- PROBLEM TO WORK ON:
Report back every line of the entries that contains "rock", exactly as written.

Image point grounding data:
+ + + +
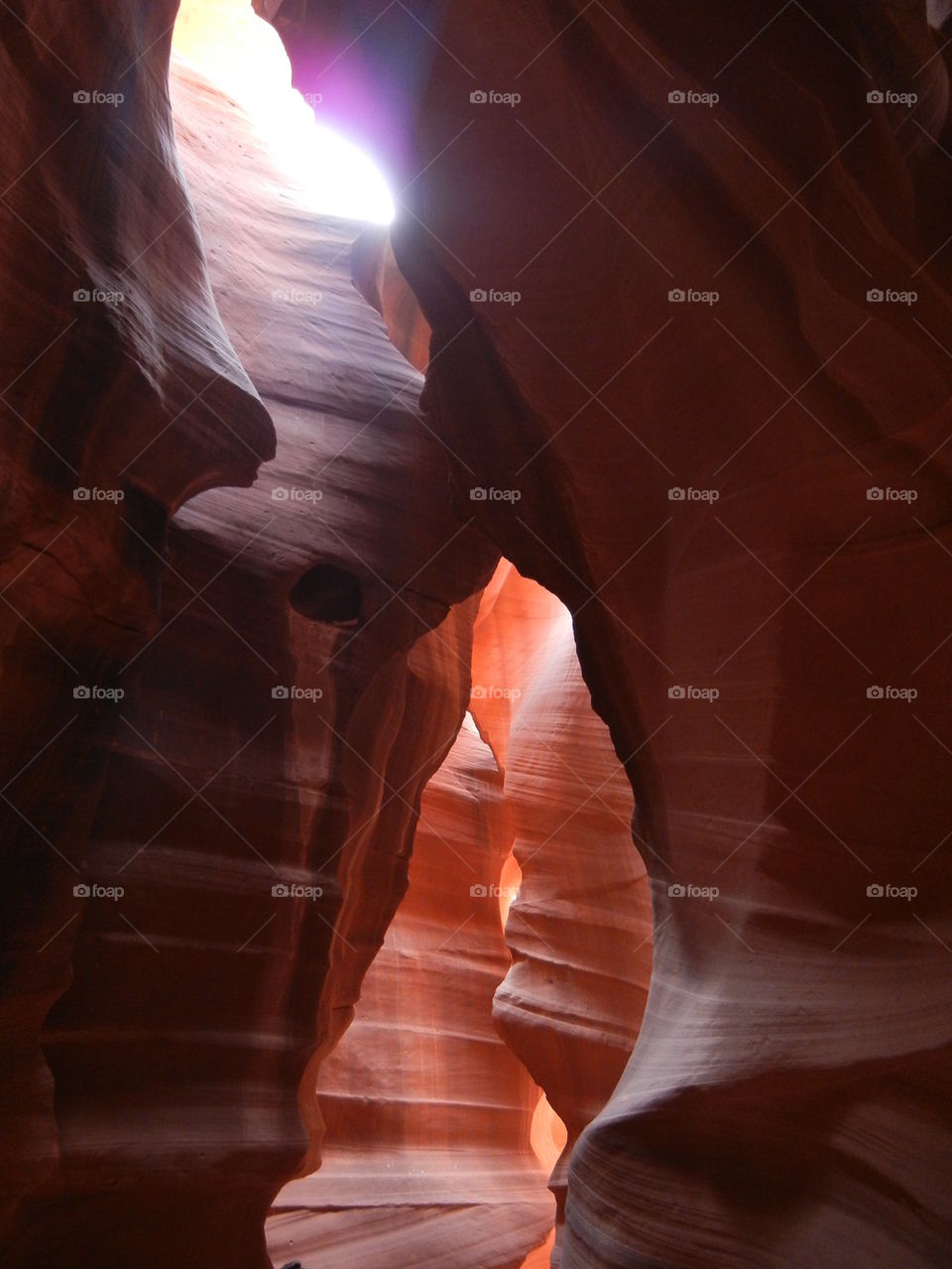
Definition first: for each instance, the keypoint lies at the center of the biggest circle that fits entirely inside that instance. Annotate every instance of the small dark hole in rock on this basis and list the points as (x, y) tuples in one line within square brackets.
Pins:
[(327, 594)]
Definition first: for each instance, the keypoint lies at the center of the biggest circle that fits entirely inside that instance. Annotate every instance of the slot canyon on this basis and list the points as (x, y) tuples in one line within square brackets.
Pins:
[(476, 630)]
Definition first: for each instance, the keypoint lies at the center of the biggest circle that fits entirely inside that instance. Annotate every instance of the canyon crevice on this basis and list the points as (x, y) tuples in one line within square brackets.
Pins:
[(487, 669)]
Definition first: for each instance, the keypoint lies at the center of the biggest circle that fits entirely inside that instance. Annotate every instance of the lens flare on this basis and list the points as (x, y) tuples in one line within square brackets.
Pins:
[(242, 55)]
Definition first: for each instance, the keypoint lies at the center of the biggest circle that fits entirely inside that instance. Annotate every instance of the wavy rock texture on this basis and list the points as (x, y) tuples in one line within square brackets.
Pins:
[(198, 999), (786, 1100), (427, 1156), (114, 374), (581, 926)]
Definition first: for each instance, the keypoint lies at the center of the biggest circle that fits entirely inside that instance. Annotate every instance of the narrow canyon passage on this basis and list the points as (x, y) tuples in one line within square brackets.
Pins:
[(476, 531)]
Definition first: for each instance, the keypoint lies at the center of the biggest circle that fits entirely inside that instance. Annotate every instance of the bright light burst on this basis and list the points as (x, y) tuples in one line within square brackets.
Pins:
[(242, 54)]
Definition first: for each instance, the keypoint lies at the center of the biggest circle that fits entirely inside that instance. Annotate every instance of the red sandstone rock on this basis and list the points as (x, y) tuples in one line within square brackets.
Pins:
[(581, 928), (427, 1156), (199, 997), (783, 1101)]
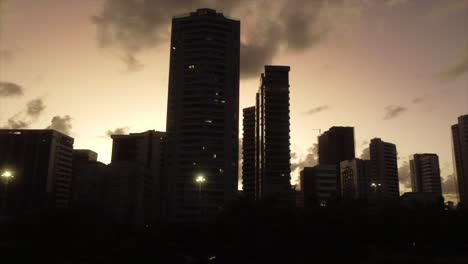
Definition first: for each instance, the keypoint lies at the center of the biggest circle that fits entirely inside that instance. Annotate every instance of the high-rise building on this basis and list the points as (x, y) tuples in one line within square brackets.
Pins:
[(272, 152), (147, 151), (460, 156), (248, 153), (202, 115), (336, 145), (318, 185), (384, 171), (41, 164), (425, 173), (355, 179)]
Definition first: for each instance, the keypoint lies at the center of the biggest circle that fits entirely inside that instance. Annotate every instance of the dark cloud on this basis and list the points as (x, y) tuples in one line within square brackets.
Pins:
[(28, 116), (6, 55), (457, 70), (404, 175), (62, 124), (8, 89), (365, 153), (310, 160), (393, 111), (35, 107), (133, 26), (118, 131), (318, 109)]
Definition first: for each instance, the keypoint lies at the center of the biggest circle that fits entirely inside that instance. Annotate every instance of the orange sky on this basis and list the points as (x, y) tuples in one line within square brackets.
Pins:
[(377, 54)]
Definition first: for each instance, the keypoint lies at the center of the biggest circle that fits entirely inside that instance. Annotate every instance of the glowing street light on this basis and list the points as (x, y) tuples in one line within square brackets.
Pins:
[(7, 175), (200, 180)]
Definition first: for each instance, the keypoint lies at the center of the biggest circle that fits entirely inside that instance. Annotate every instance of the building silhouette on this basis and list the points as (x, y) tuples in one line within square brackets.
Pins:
[(384, 185), (355, 179), (318, 186), (202, 115), (248, 153), (140, 155), (336, 145), (272, 153), (41, 163), (425, 173), (460, 156)]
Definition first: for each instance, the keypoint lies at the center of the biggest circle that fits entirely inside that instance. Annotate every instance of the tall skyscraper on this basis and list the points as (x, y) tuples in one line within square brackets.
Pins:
[(41, 163), (248, 152), (272, 152), (202, 115), (460, 156), (355, 179), (318, 185), (425, 173), (336, 145), (384, 171)]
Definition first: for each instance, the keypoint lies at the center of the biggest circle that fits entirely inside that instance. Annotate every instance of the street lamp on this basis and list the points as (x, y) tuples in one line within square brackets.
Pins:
[(7, 176), (200, 180)]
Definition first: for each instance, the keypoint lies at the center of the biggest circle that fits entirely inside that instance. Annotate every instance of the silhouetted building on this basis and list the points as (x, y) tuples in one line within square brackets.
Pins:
[(336, 145), (145, 150), (460, 156), (84, 155), (384, 171), (425, 173), (129, 196), (202, 114), (272, 152), (41, 163), (318, 185), (89, 180), (248, 153), (355, 179)]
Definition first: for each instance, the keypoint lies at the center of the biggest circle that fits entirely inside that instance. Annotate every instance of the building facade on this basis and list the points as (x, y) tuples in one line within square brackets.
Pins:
[(41, 164), (202, 115), (248, 153), (272, 153), (318, 186), (425, 173), (355, 179), (144, 152), (460, 156), (384, 171)]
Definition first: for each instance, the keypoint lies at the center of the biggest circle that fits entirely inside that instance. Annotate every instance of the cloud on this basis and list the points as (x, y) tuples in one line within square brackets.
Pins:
[(457, 70), (365, 153), (26, 117), (404, 175), (8, 89), (449, 185), (62, 124), (310, 160), (118, 131), (318, 109), (35, 107), (6, 55), (393, 111), (134, 26)]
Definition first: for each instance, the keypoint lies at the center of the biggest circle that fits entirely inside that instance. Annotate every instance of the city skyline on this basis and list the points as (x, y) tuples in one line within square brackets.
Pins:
[(43, 68)]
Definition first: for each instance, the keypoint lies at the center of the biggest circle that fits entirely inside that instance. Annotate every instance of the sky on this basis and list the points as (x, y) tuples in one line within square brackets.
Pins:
[(394, 69)]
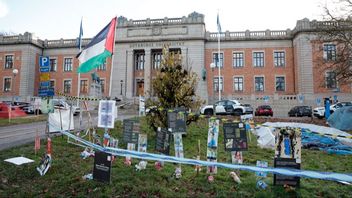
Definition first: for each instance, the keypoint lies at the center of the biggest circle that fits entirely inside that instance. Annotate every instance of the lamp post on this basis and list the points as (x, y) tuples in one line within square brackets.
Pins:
[(121, 82)]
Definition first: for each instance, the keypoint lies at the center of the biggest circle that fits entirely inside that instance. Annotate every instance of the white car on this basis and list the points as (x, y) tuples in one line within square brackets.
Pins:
[(319, 112), (224, 107)]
+ + + +
- ANSWER SPACE:
Definition first: for each instance, the keypoint lies at the center of the biggest circle that fits entirely inside that instance. Annotate every instance of the small dark hole in rock on this basis and list the points as (x, y) tuples in one line within square brackets.
Definition first: for each instance, the keypoint lies at the center of the biggest circle that fits entirely inside that instance. Annotate every instance of the wavy rock texture on this basis and list the points as (x, y) tuples in one line within square brackets.
Definition first: for each instance, the keypoint lies at the center of the biggest circle that fits entirely inside that instance. Annotate every instance of the red sandstone rock on this basis and list the points as (x, y) tuples in one line within square brackets.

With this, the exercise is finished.